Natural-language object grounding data
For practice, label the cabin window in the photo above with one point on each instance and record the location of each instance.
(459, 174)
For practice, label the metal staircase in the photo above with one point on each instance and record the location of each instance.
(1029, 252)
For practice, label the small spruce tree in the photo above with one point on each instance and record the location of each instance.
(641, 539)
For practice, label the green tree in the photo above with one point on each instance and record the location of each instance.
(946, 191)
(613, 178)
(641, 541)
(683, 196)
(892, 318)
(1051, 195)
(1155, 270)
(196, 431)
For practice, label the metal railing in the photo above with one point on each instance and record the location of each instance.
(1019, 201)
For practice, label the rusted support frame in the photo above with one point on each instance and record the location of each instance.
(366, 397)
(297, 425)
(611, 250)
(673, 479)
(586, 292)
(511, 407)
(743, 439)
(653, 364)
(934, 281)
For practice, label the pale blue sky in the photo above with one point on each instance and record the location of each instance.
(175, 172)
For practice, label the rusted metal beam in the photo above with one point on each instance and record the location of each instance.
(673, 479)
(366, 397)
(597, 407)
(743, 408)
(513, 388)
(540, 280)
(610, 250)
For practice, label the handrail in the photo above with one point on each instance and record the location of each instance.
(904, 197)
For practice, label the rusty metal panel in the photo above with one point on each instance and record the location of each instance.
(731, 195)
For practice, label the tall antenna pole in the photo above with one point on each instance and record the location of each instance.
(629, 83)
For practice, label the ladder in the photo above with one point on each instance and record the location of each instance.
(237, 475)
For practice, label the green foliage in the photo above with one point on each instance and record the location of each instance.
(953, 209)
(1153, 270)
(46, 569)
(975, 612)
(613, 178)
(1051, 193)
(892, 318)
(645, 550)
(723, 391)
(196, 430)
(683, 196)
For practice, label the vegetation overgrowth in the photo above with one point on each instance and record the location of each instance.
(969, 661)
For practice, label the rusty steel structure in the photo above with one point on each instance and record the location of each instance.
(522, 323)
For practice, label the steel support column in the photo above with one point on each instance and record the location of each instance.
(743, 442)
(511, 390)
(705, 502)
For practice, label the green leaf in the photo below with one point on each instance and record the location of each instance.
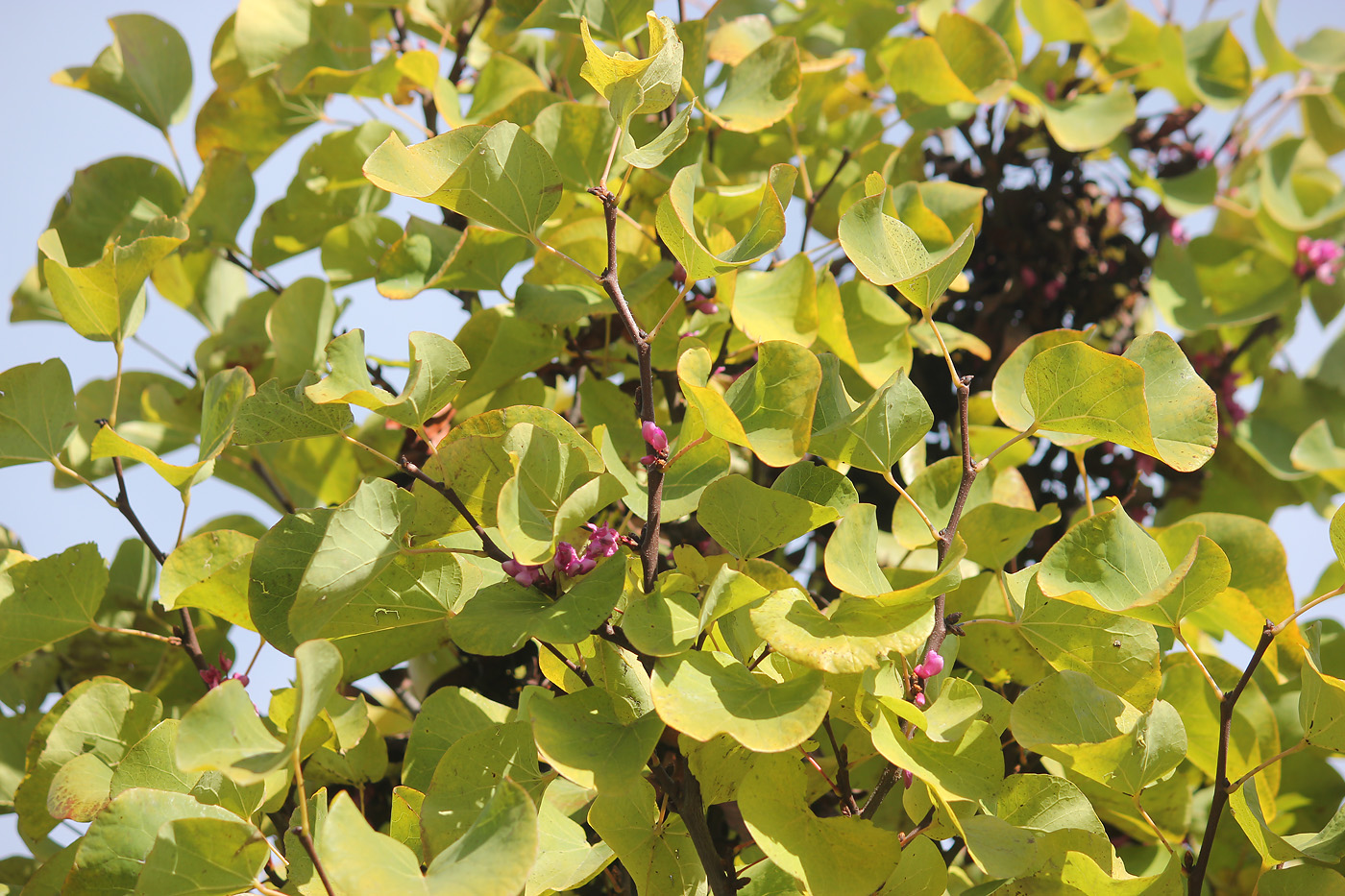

* TASK ITEM: Copy out the records above in full, exactly as written, but not the pictures.

* ANSWER TO THIS EXERCISE:
For practice, label the cabin window in the photo above with one point on each instance and record the location of each instance.
(459, 174)
For practice, label the metal staircase in the photo above with one point on each instance and record the location of each instance.
(1029, 252)
For practice, label the small spruce tree in the photo above with one point on each instance and record the location of each instance.
(641, 539)
For practice, label the green tree in the photo above with one point on each instance and record the location of each instance.
(946, 191)
(613, 178)
(641, 541)
(683, 196)
(892, 318)
(1051, 195)
(1155, 270)
(196, 431)
For practice, label the metal railing in the photo above with one point on each instance and record the location of each instance.
(1019, 201)
For practice, label the rusted support frame in the photo above with one point on each instance and record the location of each instance.
(366, 397)
(297, 425)
(611, 250)
(673, 479)
(586, 292)
(511, 407)
(743, 439)
(653, 364)
(934, 281)
For practice, label the pale blue sky in the photo above with one point on each instance and record the location of each instance.
(175, 172)
For practice, label the rusted metal beam in the photo above with one point on each instance and record the location of each instance.
(673, 479)
(366, 397)
(597, 407)
(743, 408)
(513, 388)
(540, 280)
(610, 250)
For practice, label the handrail in the photo above with one point on each instance and record the location of each instance.
(904, 197)
For practice, label the rusty metal panel in the photo above with one point on each instance and record the location of each instance.
(731, 195)
For practice, label the tall antenna pole in the photo above with one point on each instance and record the location of each instance.
(629, 83)
For practice, label the ladder in the photo above with one point on each instance and record the location of each instance.
(237, 475)
For practice, label the green foliage in the photo above with one point on each instance and record the location of each instance.
(953, 209)
(1153, 270)
(46, 569)
(975, 612)
(613, 178)
(1051, 193)
(892, 318)
(645, 550)
(723, 391)
(196, 430)
(683, 196)
For practice, label the vegetation overgrowth in the photo above with one point on each instance and record the location of each instance.
(969, 661)
For practice, label the rusty steel structure in the photo above with one point on each instance and record the location of each instance.
(522, 323)
For practice, label the steel support column in the photo above with one point on each instance and record the location of each instance.
(743, 442)
(511, 390)
(705, 502)
For practice, label the green leaf in the photo below with one point on each instance and record the location of each instance.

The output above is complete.